WHAT YOU WILL DO: Starting at the line that contains "Return one point per instance of the white" and continuing through the end of the records, reproduce those lines with every "refrigerator" replaced by "fridge" and nothing else changed.

• • • • • • •

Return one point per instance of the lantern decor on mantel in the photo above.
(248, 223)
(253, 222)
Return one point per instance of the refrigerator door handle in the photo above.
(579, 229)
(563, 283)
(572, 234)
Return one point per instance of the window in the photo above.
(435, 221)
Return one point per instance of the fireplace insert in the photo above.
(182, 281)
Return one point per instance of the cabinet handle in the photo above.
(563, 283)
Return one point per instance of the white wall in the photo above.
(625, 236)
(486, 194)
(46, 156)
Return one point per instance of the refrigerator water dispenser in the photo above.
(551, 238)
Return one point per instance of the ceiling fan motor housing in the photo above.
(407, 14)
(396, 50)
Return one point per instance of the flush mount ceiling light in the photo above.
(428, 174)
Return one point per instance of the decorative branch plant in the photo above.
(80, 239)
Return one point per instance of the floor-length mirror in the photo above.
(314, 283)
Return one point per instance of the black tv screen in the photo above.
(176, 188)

• • • • • • •

EXERCISE OUTPUT:
Return one point per instance of the white wall in the photo above.
(625, 236)
(486, 194)
(46, 156)
Return one point per instance of the fridge water dispenser in the photo above.
(551, 238)
Return one point per instance of the ceiling fan motor housing in the photo above.
(407, 14)
(396, 50)
Return one point per instance of the flush mount ceiling light in the photo above.
(428, 174)
Return one point per instance of the decorative branch plant in the photo above.
(80, 239)
Return one point per instance of the floor-length mirror in the photo above.
(314, 283)
Return one point per instance of the black tv screen in the photo above.
(176, 188)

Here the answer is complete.